▸ Directive
Return each line of the listing below that contains the word "white".

---- Task material

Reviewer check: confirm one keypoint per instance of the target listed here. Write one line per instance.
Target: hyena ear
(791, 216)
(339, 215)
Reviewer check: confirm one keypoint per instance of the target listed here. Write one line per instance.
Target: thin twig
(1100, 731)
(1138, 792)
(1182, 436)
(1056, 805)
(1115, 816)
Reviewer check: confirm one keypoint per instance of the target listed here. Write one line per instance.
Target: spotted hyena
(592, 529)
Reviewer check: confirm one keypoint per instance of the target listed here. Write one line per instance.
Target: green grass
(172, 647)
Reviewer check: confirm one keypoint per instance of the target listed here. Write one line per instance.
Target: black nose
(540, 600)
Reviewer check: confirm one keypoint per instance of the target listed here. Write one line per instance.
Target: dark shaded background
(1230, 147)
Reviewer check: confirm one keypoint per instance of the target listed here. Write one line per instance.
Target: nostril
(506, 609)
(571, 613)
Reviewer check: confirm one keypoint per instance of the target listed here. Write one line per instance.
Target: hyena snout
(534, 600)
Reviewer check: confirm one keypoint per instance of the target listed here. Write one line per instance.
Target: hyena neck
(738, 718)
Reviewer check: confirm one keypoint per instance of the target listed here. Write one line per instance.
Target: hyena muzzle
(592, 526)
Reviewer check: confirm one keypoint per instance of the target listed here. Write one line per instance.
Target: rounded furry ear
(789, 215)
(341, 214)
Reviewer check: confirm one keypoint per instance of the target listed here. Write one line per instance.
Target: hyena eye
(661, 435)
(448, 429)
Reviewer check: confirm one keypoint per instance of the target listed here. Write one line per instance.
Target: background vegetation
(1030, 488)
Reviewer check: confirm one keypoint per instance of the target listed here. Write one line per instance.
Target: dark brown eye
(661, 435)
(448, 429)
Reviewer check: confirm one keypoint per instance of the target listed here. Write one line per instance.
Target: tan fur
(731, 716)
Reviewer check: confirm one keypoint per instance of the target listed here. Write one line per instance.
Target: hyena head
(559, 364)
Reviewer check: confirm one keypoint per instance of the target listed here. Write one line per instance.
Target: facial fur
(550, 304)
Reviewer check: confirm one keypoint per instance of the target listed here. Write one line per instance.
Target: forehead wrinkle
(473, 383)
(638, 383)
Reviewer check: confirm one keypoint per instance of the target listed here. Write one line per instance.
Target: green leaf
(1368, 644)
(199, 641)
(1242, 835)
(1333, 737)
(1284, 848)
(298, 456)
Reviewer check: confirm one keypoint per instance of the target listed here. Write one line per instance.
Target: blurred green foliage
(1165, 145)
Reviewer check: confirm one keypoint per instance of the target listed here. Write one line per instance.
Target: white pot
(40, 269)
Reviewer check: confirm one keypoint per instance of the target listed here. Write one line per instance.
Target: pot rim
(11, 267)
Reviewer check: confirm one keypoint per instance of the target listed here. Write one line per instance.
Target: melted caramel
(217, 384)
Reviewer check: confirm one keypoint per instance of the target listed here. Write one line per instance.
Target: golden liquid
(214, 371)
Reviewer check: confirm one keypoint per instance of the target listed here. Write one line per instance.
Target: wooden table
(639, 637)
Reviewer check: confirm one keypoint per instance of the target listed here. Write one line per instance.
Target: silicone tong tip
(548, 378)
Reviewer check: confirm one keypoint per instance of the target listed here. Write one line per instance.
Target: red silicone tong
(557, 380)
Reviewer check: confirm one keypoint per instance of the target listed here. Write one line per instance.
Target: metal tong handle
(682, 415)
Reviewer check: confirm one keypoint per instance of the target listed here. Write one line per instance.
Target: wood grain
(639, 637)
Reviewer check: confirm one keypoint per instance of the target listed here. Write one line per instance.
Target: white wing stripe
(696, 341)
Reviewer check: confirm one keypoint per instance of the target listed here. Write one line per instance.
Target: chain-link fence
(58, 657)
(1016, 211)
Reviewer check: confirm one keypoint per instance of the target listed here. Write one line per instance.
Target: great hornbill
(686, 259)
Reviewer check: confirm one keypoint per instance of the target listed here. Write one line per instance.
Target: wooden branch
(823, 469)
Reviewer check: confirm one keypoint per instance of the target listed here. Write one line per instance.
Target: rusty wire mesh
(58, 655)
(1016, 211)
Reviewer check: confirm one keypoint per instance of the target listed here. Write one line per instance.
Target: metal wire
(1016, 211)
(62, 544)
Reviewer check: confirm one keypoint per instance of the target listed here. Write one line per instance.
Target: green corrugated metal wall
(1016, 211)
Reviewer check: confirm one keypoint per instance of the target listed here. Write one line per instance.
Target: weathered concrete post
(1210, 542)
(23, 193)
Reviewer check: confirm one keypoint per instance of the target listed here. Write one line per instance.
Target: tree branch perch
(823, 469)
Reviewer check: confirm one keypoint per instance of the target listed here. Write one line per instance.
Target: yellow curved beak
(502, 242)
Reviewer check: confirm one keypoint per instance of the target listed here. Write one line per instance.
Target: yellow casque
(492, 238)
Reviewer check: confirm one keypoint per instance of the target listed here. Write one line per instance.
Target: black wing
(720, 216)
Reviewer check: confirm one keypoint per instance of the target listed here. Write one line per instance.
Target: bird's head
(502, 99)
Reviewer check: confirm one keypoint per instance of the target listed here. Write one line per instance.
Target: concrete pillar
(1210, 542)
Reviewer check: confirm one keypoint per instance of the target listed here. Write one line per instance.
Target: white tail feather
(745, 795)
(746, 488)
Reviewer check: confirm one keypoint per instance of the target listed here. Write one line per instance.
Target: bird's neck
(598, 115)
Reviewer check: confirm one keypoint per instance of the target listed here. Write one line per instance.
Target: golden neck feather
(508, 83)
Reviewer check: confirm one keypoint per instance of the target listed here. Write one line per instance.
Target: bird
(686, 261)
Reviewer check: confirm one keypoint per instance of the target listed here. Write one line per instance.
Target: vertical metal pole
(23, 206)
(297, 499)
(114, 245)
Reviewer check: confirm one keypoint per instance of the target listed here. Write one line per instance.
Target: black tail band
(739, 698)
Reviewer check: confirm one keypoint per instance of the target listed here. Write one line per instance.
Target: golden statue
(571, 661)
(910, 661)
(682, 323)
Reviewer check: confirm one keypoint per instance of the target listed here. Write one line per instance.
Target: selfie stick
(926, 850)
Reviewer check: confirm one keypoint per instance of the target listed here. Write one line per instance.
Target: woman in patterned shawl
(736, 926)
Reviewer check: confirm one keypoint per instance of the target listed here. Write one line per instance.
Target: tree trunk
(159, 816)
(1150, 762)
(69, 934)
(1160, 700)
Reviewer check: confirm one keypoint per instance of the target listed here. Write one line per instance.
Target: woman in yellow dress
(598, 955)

--------

▸ Problem solution
Target: white pot
Target: white wing stripe
Target: white tail feather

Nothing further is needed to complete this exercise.